● **Polecenie**
Zbierz z poniższego materiału wszystkie wiersze zawierające słowo „dark” i przepisz je bez zmian. Wielkość liter ma znaczenie.

● **Udostępnione dane**
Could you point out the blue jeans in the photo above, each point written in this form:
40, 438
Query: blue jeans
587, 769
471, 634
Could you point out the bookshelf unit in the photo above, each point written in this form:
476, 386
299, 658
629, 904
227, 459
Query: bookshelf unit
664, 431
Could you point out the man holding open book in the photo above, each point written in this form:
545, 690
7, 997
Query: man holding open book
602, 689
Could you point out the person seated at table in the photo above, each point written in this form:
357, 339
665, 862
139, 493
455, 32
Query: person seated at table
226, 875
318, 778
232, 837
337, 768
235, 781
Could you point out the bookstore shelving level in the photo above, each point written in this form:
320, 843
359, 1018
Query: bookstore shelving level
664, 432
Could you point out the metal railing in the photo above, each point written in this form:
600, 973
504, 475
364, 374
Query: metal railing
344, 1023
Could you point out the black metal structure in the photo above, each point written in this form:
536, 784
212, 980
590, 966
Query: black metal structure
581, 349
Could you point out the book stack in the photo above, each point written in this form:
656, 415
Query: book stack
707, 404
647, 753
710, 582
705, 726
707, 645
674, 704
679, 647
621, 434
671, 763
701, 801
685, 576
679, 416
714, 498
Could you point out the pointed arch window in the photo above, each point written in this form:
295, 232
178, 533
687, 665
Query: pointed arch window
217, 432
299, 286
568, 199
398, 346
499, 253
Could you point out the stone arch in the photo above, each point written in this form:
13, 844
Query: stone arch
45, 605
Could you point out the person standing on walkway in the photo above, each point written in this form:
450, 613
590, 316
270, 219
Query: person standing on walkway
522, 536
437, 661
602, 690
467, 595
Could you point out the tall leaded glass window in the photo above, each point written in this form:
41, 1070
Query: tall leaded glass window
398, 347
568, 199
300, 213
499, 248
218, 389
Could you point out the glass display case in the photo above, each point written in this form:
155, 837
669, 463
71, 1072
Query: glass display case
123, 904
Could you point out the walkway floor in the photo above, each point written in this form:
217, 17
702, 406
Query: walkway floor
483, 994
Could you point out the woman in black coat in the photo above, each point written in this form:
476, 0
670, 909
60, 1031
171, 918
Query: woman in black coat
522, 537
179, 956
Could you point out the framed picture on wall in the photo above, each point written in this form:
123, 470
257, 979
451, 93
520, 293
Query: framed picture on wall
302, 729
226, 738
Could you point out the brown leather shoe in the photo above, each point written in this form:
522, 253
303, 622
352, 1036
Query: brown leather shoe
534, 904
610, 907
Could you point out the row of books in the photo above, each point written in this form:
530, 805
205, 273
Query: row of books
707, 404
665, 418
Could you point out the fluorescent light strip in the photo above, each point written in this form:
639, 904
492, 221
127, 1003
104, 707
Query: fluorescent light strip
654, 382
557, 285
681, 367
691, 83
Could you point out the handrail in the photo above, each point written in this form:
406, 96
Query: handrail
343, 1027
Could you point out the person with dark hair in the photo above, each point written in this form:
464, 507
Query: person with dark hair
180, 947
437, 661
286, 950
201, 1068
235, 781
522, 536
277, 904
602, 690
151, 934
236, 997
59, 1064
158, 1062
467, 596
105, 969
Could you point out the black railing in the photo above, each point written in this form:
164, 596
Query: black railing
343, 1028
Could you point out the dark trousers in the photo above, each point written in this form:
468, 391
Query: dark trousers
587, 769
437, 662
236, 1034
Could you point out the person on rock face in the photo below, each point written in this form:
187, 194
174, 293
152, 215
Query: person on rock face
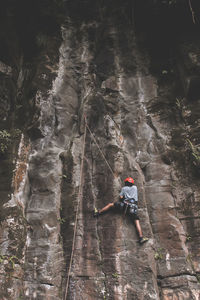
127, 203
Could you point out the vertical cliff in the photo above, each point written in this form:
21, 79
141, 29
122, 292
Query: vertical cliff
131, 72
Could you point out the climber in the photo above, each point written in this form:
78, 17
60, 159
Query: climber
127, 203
==
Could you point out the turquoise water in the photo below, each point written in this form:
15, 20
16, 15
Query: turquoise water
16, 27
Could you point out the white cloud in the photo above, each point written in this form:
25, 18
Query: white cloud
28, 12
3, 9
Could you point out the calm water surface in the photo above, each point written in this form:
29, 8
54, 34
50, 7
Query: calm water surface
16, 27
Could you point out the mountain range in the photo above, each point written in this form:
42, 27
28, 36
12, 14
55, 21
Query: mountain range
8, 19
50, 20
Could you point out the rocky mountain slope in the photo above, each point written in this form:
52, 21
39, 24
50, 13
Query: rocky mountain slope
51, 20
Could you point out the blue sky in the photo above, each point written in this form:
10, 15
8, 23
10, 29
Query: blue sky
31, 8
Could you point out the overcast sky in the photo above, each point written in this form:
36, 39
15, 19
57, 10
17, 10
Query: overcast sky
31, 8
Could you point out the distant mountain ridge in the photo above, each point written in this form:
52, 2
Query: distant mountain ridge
---
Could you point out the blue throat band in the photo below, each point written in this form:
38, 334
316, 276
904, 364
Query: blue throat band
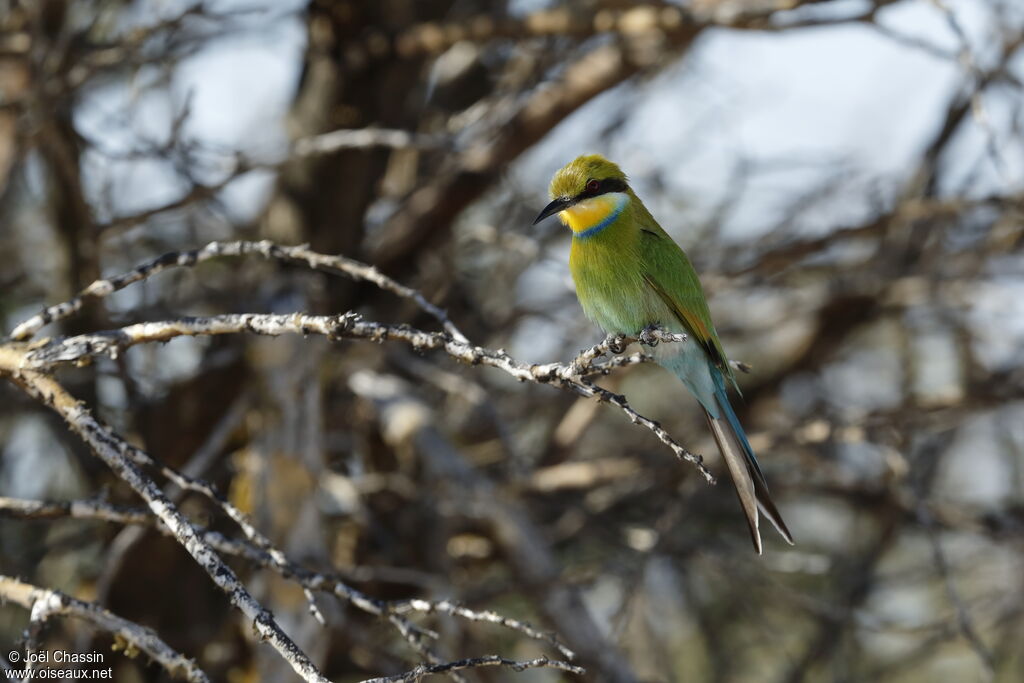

● **Odpowiedź**
Could you point out the person with dark hair in the photo above, each point written in this form:
Query: person with dark hair
Could you point out the dark trousers in the photo above, each point written in this form:
Query: dark trousers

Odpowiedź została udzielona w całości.